▸ **PROBLEM TO WORK ON**:
Transcribe the data below verbatim from the line with "Query: heron's reflection in water" to the line with "Query: twig cluster". Include both of those lines.

▸ **MATERIAL FOR THE TASK**:
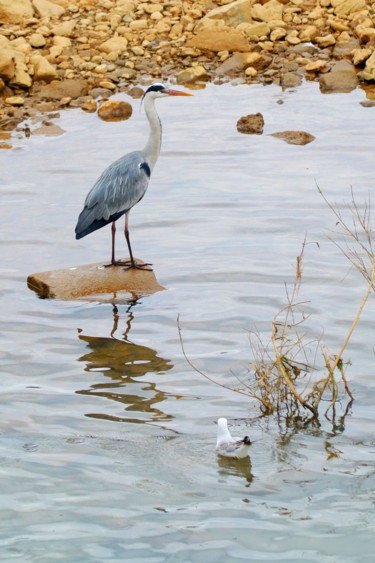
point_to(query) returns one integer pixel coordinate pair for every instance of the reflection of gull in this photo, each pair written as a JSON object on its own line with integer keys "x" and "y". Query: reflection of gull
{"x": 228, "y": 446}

...

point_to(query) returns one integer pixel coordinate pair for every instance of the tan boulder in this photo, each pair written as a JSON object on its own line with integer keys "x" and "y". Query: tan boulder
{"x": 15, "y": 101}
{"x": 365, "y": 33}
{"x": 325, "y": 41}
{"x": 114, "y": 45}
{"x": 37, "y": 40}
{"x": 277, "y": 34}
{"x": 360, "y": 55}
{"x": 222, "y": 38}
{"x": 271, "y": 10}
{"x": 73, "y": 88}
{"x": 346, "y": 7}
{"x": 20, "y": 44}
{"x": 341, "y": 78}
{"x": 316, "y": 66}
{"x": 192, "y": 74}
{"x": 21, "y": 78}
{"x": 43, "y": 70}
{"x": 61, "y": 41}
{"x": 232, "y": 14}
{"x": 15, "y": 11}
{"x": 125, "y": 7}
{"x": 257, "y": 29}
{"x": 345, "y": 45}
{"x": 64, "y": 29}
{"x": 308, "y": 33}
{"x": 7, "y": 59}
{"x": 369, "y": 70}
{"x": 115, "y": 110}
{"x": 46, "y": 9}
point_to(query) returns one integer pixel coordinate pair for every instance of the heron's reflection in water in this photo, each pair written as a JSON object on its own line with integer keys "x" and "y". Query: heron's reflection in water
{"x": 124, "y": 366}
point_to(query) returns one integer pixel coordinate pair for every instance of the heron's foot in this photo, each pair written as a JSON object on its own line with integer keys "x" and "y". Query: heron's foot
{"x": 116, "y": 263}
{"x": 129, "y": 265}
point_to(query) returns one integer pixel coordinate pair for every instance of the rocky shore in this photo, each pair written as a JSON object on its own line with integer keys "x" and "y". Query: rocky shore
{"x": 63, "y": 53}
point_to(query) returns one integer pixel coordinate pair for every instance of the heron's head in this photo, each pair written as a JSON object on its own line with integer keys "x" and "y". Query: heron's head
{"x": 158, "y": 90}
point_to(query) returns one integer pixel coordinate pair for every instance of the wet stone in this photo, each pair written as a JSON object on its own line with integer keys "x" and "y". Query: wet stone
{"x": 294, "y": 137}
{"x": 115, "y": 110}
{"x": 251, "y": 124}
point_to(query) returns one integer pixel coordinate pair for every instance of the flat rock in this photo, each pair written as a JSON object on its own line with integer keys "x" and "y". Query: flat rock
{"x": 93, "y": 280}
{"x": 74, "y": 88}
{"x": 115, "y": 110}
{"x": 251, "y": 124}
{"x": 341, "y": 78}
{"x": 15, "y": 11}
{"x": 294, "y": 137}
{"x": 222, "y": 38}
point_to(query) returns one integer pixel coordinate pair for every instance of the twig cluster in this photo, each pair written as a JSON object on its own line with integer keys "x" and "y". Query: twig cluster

* * *

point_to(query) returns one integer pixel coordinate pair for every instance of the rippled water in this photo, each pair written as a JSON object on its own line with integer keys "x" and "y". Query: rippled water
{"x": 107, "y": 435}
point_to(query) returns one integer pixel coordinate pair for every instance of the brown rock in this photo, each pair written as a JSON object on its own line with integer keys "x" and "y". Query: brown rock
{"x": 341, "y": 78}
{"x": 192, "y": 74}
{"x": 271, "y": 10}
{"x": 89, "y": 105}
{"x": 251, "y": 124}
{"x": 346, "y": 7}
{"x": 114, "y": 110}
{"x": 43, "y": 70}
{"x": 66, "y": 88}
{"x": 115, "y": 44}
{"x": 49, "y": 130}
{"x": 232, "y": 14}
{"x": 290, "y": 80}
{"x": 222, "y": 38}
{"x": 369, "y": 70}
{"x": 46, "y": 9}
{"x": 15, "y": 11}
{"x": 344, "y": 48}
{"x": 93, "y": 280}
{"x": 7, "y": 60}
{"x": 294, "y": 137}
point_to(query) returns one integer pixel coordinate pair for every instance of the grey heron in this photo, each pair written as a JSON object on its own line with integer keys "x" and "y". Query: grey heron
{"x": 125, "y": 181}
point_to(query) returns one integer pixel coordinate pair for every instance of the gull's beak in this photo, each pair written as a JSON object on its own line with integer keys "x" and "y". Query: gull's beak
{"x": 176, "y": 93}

▸ **ANSWER SPACE**:
point_to(query) returns one integer pixel coordinate pair for every instance of the heron's reflection in water in this photo, each pair written as a JSON object on its own line with integer keys "x" and "y". Query: heron's reflection in water
{"x": 124, "y": 366}
point_to(query) returns one integer pixel coordinate pair for every instance of the heron's foot in this photo, each pair written as a JSON object on its own line with integer keys "x" and "y". Query: heron's foot
{"x": 116, "y": 263}
{"x": 129, "y": 265}
point_to(query) returns one integer pixel coordinate pair for every instance of the rocky shore in this photo, each pair written as a JSON object on its own line with integer keys "x" and "y". Query: rocky shore
{"x": 63, "y": 53}
point_to(query) returns one integer pixel coordinate pair for every instance of the heron's head in this photo, each pair written as a JSON object on its own line with integer keys "x" and "y". Query: heron's head
{"x": 158, "y": 90}
point_to(query) returns one integer pixel coordinate pair for every instance of the wet stone in this photo, each pair written as a JSON object on its own line with integer keys "x" and "y". Query: wet stone
{"x": 294, "y": 137}
{"x": 115, "y": 110}
{"x": 251, "y": 124}
point_to(query) returns one integer pixel coordinate pair for every instance of the flat rock in this photo, each pair written as a JSON object on its own line with integer keys "x" and "y". Query: flat rock
{"x": 93, "y": 280}
{"x": 74, "y": 88}
{"x": 115, "y": 110}
{"x": 251, "y": 124}
{"x": 341, "y": 78}
{"x": 15, "y": 11}
{"x": 294, "y": 137}
{"x": 222, "y": 38}
point_to(query) returns one integer pixel coordinate pair for every instance of the twig cluster in this photo, each pair written as a JSON object on its own line with integer keys "x" and "y". Query: twig cluster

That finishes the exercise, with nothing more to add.